» **GOAL**: In the records below, reproduce word for word the part that opens with the line containing "Teacher note: indicate the submerged" and runs through the end of the records, including both ends.

» **RECORD SET**:
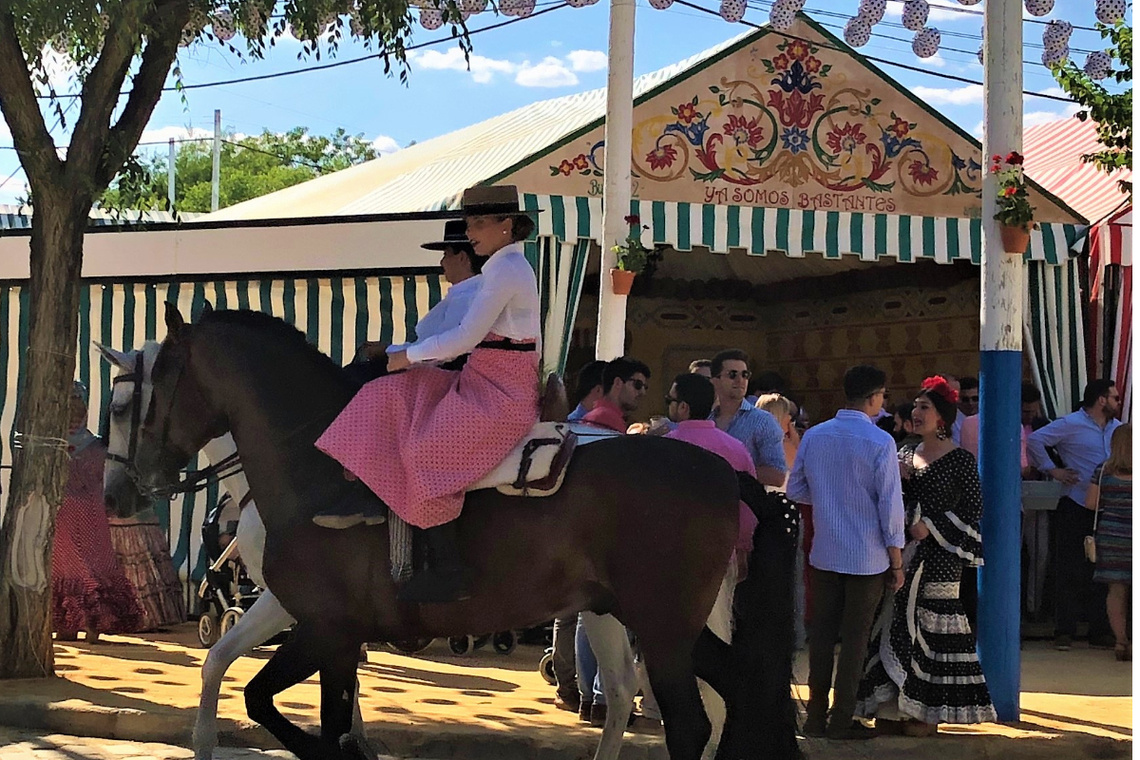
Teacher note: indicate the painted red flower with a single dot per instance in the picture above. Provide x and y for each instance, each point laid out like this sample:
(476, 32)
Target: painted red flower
(846, 138)
(901, 128)
(922, 172)
(798, 50)
(661, 156)
(743, 131)
(686, 113)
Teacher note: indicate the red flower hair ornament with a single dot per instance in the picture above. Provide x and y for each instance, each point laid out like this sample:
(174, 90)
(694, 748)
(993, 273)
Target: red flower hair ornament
(938, 384)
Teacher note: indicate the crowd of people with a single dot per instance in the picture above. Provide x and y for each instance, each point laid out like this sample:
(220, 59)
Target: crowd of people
(890, 513)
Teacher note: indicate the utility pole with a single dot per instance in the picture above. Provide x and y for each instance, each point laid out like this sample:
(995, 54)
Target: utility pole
(1002, 282)
(216, 176)
(170, 174)
(617, 189)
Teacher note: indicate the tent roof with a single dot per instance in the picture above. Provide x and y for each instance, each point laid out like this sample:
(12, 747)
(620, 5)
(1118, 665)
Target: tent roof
(1052, 158)
(430, 174)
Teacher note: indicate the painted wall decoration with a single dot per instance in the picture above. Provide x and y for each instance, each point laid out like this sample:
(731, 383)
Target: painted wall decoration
(786, 121)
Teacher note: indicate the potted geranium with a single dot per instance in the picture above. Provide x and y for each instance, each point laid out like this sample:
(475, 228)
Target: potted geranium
(1015, 214)
(632, 258)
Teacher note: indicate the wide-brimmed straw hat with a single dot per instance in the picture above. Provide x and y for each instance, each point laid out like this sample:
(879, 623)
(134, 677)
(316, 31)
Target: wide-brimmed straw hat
(455, 236)
(494, 199)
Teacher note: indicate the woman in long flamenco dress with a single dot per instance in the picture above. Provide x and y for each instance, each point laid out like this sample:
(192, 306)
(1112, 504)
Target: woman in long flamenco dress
(421, 435)
(922, 664)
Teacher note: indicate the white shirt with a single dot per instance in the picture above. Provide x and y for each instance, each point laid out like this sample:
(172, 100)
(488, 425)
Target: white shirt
(505, 304)
(447, 313)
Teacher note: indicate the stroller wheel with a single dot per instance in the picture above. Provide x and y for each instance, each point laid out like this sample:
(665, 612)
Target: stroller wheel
(546, 668)
(229, 619)
(504, 642)
(208, 629)
(462, 645)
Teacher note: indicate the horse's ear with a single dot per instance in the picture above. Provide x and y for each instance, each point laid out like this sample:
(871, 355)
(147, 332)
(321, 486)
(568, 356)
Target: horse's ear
(115, 358)
(174, 321)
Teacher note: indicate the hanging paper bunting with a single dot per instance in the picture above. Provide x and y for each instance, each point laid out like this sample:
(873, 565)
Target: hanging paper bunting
(1098, 65)
(1109, 11)
(1039, 7)
(915, 14)
(857, 32)
(872, 10)
(1055, 56)
(732, 10)
(431, 18)
(926, 42)
(224, 26)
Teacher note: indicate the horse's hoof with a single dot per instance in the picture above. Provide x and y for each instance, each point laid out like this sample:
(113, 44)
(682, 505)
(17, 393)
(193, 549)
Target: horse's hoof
(357, 748)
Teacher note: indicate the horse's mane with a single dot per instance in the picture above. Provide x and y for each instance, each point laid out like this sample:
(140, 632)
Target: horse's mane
(274, 327)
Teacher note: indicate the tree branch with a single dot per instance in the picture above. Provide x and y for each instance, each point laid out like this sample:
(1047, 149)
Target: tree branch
(22, 109)
(165, 24)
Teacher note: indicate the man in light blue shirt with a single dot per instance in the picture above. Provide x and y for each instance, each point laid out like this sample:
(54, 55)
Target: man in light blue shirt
(1082, 440)
(847, 470)
(756, 428)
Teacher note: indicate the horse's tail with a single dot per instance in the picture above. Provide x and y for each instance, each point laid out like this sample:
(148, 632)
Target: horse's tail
(762, 714)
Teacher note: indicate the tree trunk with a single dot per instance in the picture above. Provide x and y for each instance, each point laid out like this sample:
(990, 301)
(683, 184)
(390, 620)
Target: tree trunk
(40, 471)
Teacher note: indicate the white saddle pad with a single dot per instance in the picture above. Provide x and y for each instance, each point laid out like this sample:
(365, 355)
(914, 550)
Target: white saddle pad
(504, 476)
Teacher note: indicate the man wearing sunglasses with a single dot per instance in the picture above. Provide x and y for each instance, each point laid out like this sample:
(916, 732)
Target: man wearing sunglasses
(626, 383)
(756, 428)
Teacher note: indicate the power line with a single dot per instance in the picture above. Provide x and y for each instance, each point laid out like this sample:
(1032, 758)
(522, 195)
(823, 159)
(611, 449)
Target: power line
(334, 64)
(874, 58)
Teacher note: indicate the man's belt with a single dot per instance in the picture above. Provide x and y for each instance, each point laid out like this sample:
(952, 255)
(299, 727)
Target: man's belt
(507, 345)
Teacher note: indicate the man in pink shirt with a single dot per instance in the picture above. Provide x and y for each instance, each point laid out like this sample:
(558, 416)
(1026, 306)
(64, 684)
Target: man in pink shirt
(625, 382)
(690, 403)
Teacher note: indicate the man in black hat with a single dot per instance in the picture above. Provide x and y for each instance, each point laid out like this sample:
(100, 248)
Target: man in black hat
(461, 269)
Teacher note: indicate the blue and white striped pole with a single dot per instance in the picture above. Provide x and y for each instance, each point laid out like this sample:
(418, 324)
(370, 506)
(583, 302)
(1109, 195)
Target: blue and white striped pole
(1002, 292)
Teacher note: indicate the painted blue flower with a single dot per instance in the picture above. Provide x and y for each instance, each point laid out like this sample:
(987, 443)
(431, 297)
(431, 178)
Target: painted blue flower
(795, 139)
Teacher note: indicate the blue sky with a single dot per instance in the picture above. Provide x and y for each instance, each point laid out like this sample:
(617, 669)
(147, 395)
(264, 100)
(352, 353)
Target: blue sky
(555, 54)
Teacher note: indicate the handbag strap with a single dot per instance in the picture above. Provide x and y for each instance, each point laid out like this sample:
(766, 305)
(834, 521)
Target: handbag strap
(1100, 488)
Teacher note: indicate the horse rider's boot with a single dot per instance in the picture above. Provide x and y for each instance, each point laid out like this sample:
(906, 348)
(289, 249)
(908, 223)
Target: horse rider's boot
(447, 579)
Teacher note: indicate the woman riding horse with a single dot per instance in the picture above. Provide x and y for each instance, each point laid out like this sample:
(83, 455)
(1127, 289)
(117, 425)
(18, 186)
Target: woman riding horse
(418, 439)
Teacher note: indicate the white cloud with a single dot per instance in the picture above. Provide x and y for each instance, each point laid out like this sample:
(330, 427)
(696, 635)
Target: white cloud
(959, 96)
(941, 10)
(482, 68)
(588, 60)
(548, 72)
(384, 144)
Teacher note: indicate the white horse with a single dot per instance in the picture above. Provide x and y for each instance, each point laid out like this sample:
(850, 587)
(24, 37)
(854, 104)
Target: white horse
(267, 617)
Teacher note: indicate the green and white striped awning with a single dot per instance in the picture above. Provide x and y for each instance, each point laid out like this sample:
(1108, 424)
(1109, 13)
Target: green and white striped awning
(338, 313)
(795, 233)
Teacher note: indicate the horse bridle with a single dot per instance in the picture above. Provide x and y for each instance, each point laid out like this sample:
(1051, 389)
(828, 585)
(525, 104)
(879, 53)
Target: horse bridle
(190, 483)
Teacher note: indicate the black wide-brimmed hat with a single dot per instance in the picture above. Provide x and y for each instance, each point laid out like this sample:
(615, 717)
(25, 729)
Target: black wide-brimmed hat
(494, 199)
(455, 236)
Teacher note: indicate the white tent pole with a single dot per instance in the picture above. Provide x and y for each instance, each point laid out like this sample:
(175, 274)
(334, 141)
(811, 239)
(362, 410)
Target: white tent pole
(619, 120)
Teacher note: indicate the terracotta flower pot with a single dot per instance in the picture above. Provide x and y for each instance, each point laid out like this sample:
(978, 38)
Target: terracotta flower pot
(1015, 239)
(621, 280)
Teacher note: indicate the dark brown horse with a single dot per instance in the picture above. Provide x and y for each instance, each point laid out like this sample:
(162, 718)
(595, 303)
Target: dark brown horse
(642, 529)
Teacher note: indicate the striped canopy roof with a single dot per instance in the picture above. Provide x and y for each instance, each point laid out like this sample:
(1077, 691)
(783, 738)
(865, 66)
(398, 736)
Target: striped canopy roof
(1052, 158)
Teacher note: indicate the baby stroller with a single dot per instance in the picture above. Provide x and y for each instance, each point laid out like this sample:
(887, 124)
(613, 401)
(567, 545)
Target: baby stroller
(226, 591)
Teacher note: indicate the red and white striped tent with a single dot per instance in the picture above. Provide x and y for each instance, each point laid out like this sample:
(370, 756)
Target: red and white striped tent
(1052, 157)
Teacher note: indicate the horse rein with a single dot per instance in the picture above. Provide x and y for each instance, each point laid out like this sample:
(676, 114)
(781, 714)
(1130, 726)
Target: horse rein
(192, 483)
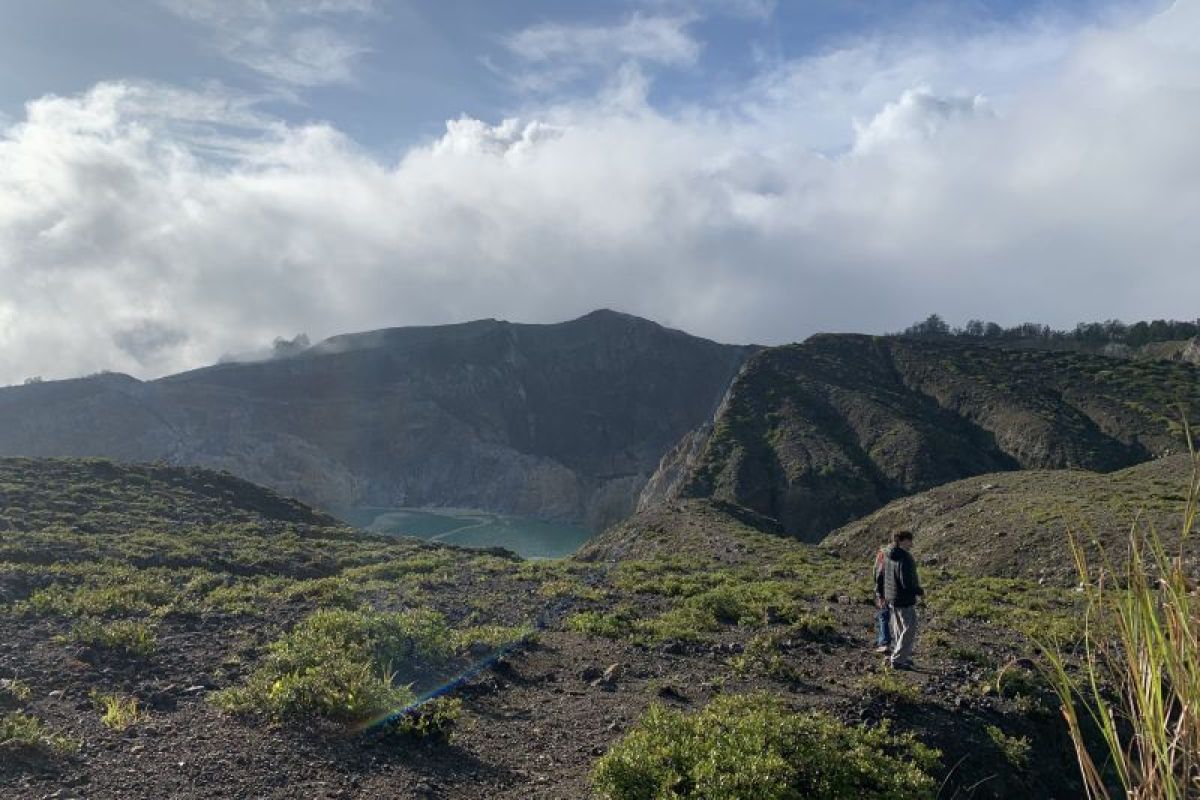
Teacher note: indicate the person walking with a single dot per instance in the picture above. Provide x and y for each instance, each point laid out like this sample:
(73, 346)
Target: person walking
(882, 617)
(901, 588)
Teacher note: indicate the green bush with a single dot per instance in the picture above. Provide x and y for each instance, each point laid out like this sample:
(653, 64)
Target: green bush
(13, 692)
(891, 686)
(24, 737)
(430, 720)
(118, 711)
(753, 747)
(343, 665)
(1014, 749)
(123, 636)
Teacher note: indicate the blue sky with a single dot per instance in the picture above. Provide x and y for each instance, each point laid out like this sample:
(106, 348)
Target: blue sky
(411, 66)
(186, 179)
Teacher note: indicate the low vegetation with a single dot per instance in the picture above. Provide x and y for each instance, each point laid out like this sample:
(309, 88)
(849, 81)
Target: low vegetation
(118, 711)
(24, 737)
(130, 637)
(355, 666)
(1139, 686)
(753, 747)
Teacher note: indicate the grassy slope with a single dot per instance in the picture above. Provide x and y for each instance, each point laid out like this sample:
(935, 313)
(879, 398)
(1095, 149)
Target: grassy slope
(820, 433)
(709, 608)
(1017, 524)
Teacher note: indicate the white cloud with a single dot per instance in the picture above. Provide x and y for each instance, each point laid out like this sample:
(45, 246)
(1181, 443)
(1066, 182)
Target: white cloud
(551, 54)
(288, 41)
(126, 244)
(918, 115)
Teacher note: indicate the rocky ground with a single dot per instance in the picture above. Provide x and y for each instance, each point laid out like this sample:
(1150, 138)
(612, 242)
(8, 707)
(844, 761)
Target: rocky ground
(709, 607)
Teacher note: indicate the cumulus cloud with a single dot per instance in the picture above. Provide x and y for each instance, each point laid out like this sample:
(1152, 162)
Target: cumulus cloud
(285, 40)
(917, 115)
(130, 241)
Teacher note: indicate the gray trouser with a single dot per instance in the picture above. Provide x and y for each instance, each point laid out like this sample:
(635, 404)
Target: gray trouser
(904, 632)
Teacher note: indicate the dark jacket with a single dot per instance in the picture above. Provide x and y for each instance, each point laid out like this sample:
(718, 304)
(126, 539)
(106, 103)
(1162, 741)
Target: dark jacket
(898, 581)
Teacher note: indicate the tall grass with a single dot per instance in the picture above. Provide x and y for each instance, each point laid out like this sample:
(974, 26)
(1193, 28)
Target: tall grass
(1132, 698)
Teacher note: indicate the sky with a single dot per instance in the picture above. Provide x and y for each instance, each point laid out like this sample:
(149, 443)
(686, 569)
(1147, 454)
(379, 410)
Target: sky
(186, 180)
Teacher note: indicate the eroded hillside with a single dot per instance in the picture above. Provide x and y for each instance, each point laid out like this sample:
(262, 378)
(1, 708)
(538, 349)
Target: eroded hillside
(173, 653)
(820, 433)
(1019, 524)
(552, 421)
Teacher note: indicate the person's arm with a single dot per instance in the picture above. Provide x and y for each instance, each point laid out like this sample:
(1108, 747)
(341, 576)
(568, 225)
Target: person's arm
(911, 579)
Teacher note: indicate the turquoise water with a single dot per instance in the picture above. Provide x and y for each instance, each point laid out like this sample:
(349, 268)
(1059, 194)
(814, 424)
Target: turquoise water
(467, 528)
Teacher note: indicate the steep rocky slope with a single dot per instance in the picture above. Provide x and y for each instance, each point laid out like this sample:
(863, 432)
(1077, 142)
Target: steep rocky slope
(557, 421)
(819, 433)
(187, 587)
(1015, 524)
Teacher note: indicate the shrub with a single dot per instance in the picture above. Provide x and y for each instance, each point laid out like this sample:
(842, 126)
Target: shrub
(891, 686)
(1014, 749)
(23, 737)
(430, 720)
(612, 625)
(342, 665)
(1139, 685)
(743, 747)
(124, 636)
(13, 692)
(118, 711)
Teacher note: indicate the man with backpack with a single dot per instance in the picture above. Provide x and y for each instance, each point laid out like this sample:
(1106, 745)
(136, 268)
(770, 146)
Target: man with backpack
(882, 621)
(900, 588)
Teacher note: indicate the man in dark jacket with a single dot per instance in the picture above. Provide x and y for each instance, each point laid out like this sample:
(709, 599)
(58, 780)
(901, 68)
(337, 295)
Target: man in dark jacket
(900, 588)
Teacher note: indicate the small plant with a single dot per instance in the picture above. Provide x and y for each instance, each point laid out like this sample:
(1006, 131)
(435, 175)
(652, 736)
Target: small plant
(969, 655)
(24, 737)
(753, 747)
(1139, 685)
(430, 720)
(1014, 749)
(891, 686)
(13, 692)
(118, 711)
(611, 625)
(343, 666)
(124, 636)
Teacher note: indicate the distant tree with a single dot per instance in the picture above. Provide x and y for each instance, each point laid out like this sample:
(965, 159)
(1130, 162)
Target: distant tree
(931, 328)
(1138, 335)
(285, 348)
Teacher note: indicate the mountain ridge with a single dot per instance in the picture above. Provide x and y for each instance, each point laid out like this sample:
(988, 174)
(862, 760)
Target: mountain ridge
(819, 433)
(559, 421)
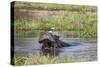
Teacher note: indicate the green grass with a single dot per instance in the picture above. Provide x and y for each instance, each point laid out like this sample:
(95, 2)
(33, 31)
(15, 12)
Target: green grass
(51, 6)
(36, 59)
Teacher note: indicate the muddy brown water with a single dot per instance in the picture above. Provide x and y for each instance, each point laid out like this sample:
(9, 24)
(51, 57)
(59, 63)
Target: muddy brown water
(81, 49)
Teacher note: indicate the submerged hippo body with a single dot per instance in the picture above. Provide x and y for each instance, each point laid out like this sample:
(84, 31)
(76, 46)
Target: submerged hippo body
(50, 43)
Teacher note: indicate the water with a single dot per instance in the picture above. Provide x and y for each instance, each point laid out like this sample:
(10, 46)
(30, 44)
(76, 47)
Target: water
(81, 49)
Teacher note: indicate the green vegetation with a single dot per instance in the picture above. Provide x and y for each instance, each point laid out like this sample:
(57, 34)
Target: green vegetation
(51, 6)
(36, 59)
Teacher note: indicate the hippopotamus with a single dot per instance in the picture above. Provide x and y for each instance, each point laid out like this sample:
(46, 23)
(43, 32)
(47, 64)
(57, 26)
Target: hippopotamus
(50, 43)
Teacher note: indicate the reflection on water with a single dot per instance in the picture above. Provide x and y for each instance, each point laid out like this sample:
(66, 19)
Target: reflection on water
(86, 51)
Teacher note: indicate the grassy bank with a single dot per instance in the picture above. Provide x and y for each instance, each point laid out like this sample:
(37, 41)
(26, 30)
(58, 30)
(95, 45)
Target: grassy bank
(21, 60)
(74, 20)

» **COMPLETE RESPONSE**:
Teacher note: indicate the submerged hippo body with a single dot per instance in the picture above. Provide x and y for each instance, each point laid out like this sample:
(84, 31)
(76, 46)
Target: submerged hippo body
(50, 43)
Teacher note: indicate the water with a single dot per instance in the picture above. Provide x and y for each instance, each point laid out like this sample:
(10, 46)
(30, 44)
(76, 47)
Target: water
(81, 49)
Teacher note: indicate the green vegetation with a single dot per instance in the picture above. Provide x and y for each instance, each point laid out like this sample:
(57, 34)
Target: green vegetation
(51, 6)
(36, 59)
Teacher note: indicate the hippopotamus with a single dot per instance in the picture above. Provide x and y for each instance, each point laid out like this sample:
(46, 23)
(43, 32)
(47, 64)
(57, 26)
Target: hippopotamus
(50, 43)
Teacher note: indicate the reflection on water with a single dot per instance in the picture above. Provide x and y for each instance, each point laid out like this sample:
(66, 19)
Target: reflection on water
(86, 51)
Teacher note: indicate the grassy bank with a single dot per instance in the picture above. Provide x and y for each instance, each point laid out like this sample:
(37, 41)
(26, 30)
(58, 30)
(95, 45)
Target: grassy bank
(21, 60)
(74, 20)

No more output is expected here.